A week ago yesterday I had the 'medical emergency' the Advise Nurse Line always asks the caller about as you are routed for help (if you think you are having a psychiatric or medical emergency, please call...). I called 911 and turned myself in to a wonderful group of professionals who diligently cared for me over the next 8 to 10 hours. It was discovered that I have a 'large pneumonia on the left side through the lower lobe', which (apparently) is pretty darn serious. I have been dealing with the discovery ever since and, once again, found myself learning huge spiritual lessons.
My late brother dealt with horrific pain the last month of his life. I will never claim to feel what I do not feel because of witnessing his experience. That being said, I have had three different body parts replaced AND one joint reconstructed and man, oh, man this pneumonia thing HURTS. WHO KNEW? I didn't! I seriously didn't know pneumonia can hurt but I know better now. I thought, for the previous week, I had been dealing with trapped gas. In fact when I was in the ambulance, and the EMT gave me a shot of fentanyl, I told him that if it turned out that the pain I was feeling was trapped gas I was going to be horribly embarrassed.
I learned two things - it wasn't (trapped gas) and fentanyl doesn't last long enough.
Here at home I have been at the mercy of my own fears. Everyone knows the number one fear - I live alone. What happens if I get sick again? Who is going to help me?
Well let me tell you - I have never in my life been so loved and cared for as I have this past week. Friends have stepped forward in incredibly practical ways. Shopping, dog care, sitting in the house while I take a shower so I can be safe - they have been there every step of the way. My mail has been picked up. My dogs have been walked. I have received daily check ins from relatives across the country. Tomorrow my bestie best best is going to come help me do some light housekeeping and change the bedding to fresh sheets and pillowcases. I have been loved and cared for and it has been amazing. I am so very, very grateful.

ENTRIES SUPPLIED:
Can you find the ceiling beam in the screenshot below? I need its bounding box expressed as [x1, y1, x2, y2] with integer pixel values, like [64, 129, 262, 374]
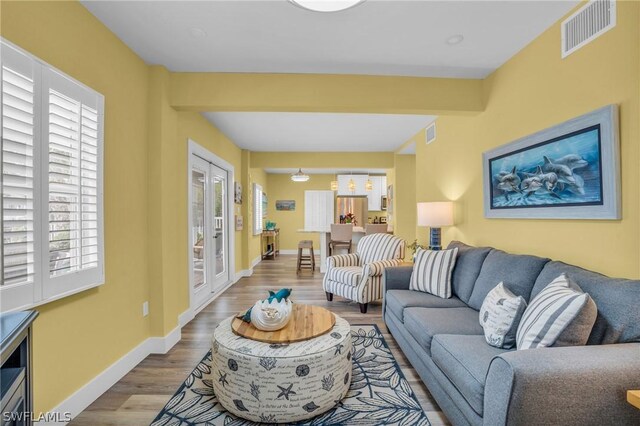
[171, 73, 484, 115]
[251, 151, 394, 170]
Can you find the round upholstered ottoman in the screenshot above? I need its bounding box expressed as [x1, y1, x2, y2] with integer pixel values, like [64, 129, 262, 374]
[211, 315, 352, 423]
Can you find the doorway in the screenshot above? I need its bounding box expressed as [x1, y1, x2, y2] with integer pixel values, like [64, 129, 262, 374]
[189, 141, 235, 312]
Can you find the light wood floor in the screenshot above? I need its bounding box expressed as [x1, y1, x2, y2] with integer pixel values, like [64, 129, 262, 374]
[71, 256, 447, 426]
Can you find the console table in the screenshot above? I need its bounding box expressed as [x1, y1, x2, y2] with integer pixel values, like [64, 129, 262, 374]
[260, 228, 280, 260]
[0, 311, 38, 425]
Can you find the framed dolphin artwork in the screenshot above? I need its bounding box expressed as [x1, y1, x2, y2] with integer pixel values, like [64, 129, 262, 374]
[482, 105, 620, 220]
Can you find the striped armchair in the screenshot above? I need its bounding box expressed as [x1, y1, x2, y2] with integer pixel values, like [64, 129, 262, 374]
[322, 234, 405, 314]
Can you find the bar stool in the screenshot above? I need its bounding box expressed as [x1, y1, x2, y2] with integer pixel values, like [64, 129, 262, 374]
[296, 240, 316, 275]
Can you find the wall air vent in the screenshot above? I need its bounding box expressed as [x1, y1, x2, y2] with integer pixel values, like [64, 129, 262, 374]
[561, 0, 616, 58]
[424, 123, 436, 145]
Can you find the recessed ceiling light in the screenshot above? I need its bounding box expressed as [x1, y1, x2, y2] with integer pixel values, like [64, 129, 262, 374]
[189, 27, 207, 38]
[447, 34, 464, 46]
[289, 0, 364, 12]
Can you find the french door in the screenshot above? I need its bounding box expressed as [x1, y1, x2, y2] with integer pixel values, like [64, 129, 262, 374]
[189, 154, 229, 309]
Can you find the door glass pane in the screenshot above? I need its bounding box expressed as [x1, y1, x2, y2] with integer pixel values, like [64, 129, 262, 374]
[191, 170, 207, 288]
[213, 176, 227, 275]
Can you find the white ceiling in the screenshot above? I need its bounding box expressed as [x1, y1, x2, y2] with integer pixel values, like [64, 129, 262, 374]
[82, 0, 578, 78]
[202, 112, 435, 152]
[264, 167, 387, 175]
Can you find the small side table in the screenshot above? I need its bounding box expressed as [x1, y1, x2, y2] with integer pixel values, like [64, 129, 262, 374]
[260, 228, 280, 260]
[627, 390, 640, 409]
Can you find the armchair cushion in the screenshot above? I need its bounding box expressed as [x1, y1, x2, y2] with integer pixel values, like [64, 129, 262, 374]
[364, 259, 402, 277]
[357, 234, 405, 265]
[327, 253, 360, 269]
[327, 266, 362, 287]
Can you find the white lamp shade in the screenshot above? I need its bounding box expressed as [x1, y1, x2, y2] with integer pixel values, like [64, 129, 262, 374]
[418, 201, 453, 228]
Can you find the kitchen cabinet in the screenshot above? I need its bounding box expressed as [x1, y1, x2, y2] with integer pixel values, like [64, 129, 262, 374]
[338, 175, 387, 212]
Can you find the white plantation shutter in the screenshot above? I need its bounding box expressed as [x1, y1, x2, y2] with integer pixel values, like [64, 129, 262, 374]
[0, 45, 39, 311]
[42, 70, 102, 297]
[0, 40, 104, 312]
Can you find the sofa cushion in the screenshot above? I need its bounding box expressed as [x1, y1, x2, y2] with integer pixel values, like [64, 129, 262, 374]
[468, 249, 551, 310]
[447, 241, 497, 303]
[409, 248, 458, 299]
[404, 307, 486, 356]
[327, 266, 362, 286]
[531, 261, 640, 345]
[431, 334, 509, 416]
[517, 274, 598, 350]
[385, 290, 467, 323]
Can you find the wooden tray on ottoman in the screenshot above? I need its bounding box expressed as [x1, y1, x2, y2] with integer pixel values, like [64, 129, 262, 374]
[231, 303, 336, 343]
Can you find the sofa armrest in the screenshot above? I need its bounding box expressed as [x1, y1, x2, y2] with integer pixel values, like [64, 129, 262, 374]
[382, 266, 413, 293]
[327, 253, 360, 269]
[363, 259, 402, 277]
[483, 343, 640, 425]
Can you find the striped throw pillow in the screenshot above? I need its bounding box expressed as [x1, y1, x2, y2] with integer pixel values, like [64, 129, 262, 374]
[409, 247, 458, 299]
[516, 274, 598, 350]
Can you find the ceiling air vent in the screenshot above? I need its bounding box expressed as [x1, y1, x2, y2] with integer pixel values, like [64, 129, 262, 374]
[562, 0, 616, 58]
[424, 123, 436, 144]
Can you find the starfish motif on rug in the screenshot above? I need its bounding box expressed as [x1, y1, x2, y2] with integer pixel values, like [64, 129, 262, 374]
[276, 383, 296, 401]
[218, 370, 229, 387]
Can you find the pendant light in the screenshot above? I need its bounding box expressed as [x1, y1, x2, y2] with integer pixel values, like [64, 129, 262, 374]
[291, 169, 309, 182]
[289, 0, 364, 12]
[364, 176, 373, 191]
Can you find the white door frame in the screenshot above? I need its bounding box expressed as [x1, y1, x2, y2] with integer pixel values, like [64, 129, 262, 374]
[187, 139, 236, 312]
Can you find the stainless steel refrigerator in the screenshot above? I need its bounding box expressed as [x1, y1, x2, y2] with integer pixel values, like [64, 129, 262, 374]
[335, 195, 369, 226]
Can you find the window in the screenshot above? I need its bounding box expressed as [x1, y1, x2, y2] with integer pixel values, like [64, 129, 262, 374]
[253, 183, 264, 235]
[0, 40, 104, 312]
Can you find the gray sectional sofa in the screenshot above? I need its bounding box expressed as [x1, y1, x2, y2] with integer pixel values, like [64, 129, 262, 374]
[383, 242, 640, 426]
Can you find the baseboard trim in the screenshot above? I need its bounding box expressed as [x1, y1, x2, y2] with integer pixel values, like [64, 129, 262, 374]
[35, 327, 175, 426]
[39, 309, 195, 426]
[34, 266, 254, 426]
[280, 249, 298, 254]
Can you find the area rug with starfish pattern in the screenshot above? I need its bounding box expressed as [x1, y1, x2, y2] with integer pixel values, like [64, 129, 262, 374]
[151, 324, 430, 426]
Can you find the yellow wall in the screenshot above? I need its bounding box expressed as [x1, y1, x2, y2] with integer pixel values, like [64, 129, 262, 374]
[0, 2, 149, 411]
[393, 155, 417, 251]
[267, 173, 336, 253]
[416, 2, 640, 277]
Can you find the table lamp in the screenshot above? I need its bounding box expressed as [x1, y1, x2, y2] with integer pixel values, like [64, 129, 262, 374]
[418, 201, 453, 250]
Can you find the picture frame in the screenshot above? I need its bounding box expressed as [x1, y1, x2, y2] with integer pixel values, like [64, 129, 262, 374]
[233, 182, 242, 204]
[482, 105, 621, 220]
[262, 192, 269, 218]
[276, 200, 296, 212]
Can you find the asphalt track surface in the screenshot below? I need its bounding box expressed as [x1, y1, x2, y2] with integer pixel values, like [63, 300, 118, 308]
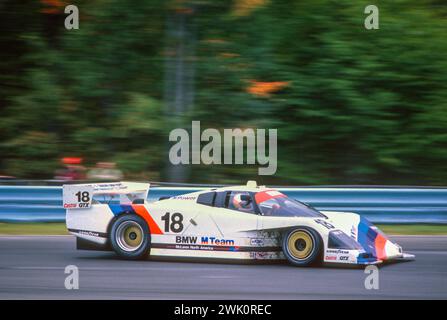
[0, 236, 447, 299]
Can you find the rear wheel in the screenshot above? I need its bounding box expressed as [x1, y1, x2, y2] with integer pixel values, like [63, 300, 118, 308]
[282, 227, 322, 267]
[110, 215, 151, 260]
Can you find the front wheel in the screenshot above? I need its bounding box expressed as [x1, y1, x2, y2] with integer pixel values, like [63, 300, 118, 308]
[110, 215, 151, 260]
[282, 227, 322, 267]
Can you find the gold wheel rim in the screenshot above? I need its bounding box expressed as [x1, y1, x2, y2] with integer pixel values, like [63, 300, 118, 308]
[287, 230, 314, 260]
[117, 221, 143, 252]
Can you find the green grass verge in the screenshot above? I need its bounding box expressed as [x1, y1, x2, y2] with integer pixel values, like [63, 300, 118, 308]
[0, 223, 447, 235]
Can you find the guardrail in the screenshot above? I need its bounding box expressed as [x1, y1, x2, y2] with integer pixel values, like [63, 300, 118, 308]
[0, 185, 447, 224]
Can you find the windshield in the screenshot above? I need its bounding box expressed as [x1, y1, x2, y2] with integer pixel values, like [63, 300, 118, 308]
[255, 191, 324, 217]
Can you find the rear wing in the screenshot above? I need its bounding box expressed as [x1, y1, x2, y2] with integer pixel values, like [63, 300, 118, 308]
[62, 182, 150, 209]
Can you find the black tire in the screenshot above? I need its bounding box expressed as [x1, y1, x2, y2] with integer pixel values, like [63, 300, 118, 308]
[109, 214, 151, 260]
[282, 227, 323, 267]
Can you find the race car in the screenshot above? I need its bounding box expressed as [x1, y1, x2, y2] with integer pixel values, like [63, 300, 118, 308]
[63, 181, 414, 266]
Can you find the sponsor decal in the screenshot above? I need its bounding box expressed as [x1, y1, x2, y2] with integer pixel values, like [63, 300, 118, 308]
[250, 239, 264, 246]
[326, 249, 349, 254]
[170, 196, 197, 200]
[201, 237, 234, 246]
[68, 229, 107, 238]
[175, 236, 197, 244]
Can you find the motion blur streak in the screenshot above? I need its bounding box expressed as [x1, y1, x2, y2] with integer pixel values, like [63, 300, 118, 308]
[0, 236, 447, 299]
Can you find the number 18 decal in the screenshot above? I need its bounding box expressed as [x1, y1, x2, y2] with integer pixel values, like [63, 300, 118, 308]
[161, 212, 183, 233]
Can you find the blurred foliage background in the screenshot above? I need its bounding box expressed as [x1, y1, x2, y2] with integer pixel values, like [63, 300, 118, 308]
[0, 0, 447, 185]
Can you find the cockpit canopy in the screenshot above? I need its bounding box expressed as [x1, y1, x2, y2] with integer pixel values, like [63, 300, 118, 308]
[197, 189, 324, 217]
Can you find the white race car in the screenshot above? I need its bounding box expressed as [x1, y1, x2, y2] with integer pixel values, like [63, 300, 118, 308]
[63, 181, 414, 266]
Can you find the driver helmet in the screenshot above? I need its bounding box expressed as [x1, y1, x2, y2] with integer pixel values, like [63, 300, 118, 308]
[233, 193, 251, 209]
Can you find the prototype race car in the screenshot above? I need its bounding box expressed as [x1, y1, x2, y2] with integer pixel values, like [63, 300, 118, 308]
[63, 181, 414, 266]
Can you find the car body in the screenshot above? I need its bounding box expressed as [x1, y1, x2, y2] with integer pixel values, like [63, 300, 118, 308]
[63, 181, 414, 266]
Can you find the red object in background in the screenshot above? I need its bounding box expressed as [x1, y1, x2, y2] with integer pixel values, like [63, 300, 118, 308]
[61, 157, 82, 164]
[40, 0, 66, 14]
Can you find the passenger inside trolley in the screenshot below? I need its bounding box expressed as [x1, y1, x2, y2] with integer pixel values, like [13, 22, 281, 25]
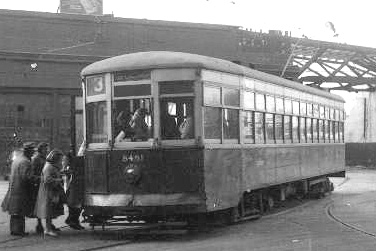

EXERCISE TASKS:
[1] Decide whether the pneumonia account supports each statement, answering yes or no and quoting the deciding words from the account. (a) Before calling 911, the writer took the pain for trapped gas. (b) The writer shares a home with a relative. (c) Someone is coming tomorrow to help change the bedding.
[2] Carry on the pneumonia account from its final sentence, "I am so very, very grateful."

TASK-BY-TASK RESULTS:
[1]
(a) Yes: "I thought, for the previous week, I had been dealing with trapped gas."
(b) No: "I live alone."
(c) Yes: "Tomorrow my bestie best best is going to come help me do some light housekeeping and change the bedding to fresh sheets and pillowcases."

[2]
I've been able to watch three Oscar Nominated films and give people my unsolicited opinion (Flower Moon - amazing. Oppenheimer - outstanding. Barbie - pretentious hogwash. BUT what do I know?) and I am on the hunt to find American Fiction since I am not yet well enough to leave the house and see it in the theatre. My appetite is coming back even if my strength is still iffy. I am getting better. I won't be out dancing soon, but I am getting better.
The Spirituality of Illness is a real thing. I have been frightened and lonely while I am sick. I got mad at both my brother and my mother while I have struggled this week to breath and stand the pain. I have told God exactly how I felt about the entire situation and He listened and comforted me and reminded me that I have tools today to use in order to weather the storm. It is not enough to just say, "Offer it up!". One must know WHAT we are offering up. And you cannot know the WHAT without prayer and contemplation.
The WHAT for me is always the fear of being alone, unwanted and unnecessary. While that has lessened tremendously since making sure I daily recite the Litany of Humility it is still an ongoing character flaw that I must recognize and be willing to offer to Jesus as my Sacrifice of Self. Perhaps it is rooted in childhood. Perhaps it is simply my inability to grow the flip up. No matter the cause, it is the flaw in my character that keeps me running to the Father for help, because I need it. I need Him to fill that need.
I am blessed. I am blessed beyond measure and I cannot thank the people who have helped me enough this past week. May God keep me close, because that is where I want to be - close to Him and all His Kids.